● **TEXT BLOCK**:
Start

Skip to content

datopian/data-subscriptions

Repository files navigation

Subscriptions and Notifications (for Datasets)

Data Subscriptions is a standalone microservice for CKAN that allows users to subscribe to notifications of dataset changes. Notifications are available in several forms: web, email, and SMS (in development). Users can subscribe and unsubcribe to changes, configure the medium for notifications etc. It is feature complete and actively deployed in production.

The core job story is:

When I am interested in a given dataset I want to get notifications (in a dashboard, via email etc) when that dataset is updated (or other changes happen) so that I can take action e.g. update my application, check if security issue etc

Features

  • Subscribe to notifications for datasets (+ (maybe) other types of events e.g. someone added or removed organization)
    • From WUI (and email for unwatch)
  • Configure medium of notification e.g. email, mobile, web
  • View notifications stream arising from my watching
  • Review my watched list (and modify it)
  • Admin can configure which datasets are watchable
  • Admin can view stats about watching

Flows

  • Watch (unwatch) flow
    • From WUI
    • Unwatch from email
    • Optional: initiate watch flow without being registered / logged in yet
  • Configure settings flow
  • Admin related flows

How it works

For the end-users, it works like this:

Every 10 minutes, it communicates with CKAN Classic to store the latest updates in a local database. Every 30 minutes, it sends an aggregated notification to users. The worker sends notifications only to users with an active subscription to datasets changed in the past minutes. You can configure all the time frequencies via environment variables.

End

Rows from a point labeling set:
Start

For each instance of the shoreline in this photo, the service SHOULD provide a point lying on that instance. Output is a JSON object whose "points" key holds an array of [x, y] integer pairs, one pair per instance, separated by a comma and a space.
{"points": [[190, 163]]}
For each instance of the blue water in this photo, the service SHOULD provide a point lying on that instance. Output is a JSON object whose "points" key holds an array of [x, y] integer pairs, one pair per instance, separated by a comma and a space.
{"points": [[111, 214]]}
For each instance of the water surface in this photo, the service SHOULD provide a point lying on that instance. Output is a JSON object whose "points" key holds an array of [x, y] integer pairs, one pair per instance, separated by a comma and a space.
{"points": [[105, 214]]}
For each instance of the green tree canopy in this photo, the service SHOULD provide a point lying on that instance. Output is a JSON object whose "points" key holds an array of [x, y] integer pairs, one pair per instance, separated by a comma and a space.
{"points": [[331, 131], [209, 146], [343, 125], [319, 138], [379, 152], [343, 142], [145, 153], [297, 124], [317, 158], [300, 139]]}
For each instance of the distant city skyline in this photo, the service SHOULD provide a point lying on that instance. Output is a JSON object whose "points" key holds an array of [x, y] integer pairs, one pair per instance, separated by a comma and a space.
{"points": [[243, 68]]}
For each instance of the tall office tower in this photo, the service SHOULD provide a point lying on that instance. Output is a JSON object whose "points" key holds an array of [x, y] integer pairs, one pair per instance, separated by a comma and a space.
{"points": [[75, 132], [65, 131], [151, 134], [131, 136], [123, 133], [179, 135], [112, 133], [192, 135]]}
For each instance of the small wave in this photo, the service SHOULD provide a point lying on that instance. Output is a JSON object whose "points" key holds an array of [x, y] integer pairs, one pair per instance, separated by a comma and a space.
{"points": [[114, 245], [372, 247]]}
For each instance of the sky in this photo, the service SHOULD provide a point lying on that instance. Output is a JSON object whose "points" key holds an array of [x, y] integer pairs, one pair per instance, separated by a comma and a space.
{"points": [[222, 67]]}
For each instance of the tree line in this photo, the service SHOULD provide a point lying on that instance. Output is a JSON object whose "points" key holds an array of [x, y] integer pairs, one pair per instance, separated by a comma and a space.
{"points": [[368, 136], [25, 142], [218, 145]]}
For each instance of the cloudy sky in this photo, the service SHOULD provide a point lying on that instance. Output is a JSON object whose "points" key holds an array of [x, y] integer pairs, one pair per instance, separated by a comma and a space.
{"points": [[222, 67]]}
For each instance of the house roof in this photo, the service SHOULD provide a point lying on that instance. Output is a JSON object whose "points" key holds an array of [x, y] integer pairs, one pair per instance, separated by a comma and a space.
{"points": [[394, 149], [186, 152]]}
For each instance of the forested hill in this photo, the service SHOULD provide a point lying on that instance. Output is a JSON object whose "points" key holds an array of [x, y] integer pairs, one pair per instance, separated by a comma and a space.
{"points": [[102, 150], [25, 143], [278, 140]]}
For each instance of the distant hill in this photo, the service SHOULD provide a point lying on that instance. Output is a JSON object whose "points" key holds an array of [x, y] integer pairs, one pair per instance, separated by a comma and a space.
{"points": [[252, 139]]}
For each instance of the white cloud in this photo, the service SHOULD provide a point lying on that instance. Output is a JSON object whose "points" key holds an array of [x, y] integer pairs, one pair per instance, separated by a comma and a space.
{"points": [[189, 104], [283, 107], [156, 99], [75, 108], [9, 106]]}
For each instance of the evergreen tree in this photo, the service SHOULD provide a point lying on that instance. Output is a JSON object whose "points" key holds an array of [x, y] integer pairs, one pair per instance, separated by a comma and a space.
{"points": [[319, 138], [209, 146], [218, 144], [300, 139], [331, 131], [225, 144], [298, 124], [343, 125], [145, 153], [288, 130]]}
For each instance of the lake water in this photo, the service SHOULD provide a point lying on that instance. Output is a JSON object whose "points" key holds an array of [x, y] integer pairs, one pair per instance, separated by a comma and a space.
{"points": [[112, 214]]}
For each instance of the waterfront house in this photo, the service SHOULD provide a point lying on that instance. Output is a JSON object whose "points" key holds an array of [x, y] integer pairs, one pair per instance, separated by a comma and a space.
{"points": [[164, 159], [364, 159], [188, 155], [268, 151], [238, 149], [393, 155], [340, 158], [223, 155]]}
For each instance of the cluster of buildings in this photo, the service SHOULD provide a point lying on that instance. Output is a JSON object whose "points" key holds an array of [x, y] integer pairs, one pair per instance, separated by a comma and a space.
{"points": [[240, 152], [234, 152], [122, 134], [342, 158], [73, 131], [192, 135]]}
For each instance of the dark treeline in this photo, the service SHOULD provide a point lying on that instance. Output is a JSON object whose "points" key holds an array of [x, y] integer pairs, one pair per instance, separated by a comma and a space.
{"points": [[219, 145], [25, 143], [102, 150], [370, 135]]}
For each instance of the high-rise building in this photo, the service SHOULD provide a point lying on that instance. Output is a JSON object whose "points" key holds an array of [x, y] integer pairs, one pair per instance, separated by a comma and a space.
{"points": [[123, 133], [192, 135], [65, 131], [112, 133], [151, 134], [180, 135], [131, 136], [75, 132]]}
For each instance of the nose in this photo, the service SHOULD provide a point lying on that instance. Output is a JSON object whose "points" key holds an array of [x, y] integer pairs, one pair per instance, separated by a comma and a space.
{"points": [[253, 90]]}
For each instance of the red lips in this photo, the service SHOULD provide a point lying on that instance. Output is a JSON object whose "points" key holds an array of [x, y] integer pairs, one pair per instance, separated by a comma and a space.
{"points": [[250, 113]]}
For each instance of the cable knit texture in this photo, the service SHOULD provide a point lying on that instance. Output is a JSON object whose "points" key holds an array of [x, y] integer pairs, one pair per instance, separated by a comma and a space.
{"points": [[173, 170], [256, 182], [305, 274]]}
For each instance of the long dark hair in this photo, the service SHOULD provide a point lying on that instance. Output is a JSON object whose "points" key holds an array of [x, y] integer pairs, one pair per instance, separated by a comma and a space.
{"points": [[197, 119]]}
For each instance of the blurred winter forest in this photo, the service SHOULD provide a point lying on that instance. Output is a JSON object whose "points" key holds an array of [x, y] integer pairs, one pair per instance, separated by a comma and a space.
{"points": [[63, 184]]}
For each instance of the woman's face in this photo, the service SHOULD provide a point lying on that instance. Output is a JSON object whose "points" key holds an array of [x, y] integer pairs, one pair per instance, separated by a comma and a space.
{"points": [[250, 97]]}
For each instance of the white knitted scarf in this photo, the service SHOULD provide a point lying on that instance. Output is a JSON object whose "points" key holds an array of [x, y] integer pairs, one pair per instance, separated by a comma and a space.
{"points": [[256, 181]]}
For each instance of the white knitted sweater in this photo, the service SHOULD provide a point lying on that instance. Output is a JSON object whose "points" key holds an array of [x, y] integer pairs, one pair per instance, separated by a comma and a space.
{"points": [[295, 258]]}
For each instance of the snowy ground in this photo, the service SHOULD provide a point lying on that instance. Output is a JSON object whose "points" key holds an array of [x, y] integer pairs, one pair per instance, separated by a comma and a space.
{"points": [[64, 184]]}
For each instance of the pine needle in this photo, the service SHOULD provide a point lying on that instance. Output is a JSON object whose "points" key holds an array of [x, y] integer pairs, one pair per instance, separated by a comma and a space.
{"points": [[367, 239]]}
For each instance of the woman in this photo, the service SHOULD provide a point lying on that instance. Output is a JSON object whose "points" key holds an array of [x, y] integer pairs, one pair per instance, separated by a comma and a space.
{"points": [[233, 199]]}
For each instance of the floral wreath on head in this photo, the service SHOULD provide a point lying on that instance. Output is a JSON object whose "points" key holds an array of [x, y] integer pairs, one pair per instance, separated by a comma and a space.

End

● **SET EXERCISE**: Please repeat the Data Subscriptions text word for word from "Subscriptions and Notifications" up to and including "deployed in production.". These rows have no connection to the Data Subscriptions text.

● **EXERCISE SOLUTION**:
Subscriptions and Notifications (for Datasets)

Data Subscriptions is a standalone microservice for CKAN that allows users to subscribe to notifications of dataset changes. Notifications are available in several forms: web, email, and SMS (in development). Users can subscribe and unsubcribe to changes, configure the medium for notifications etc. It is feature complete and actively deployed in production.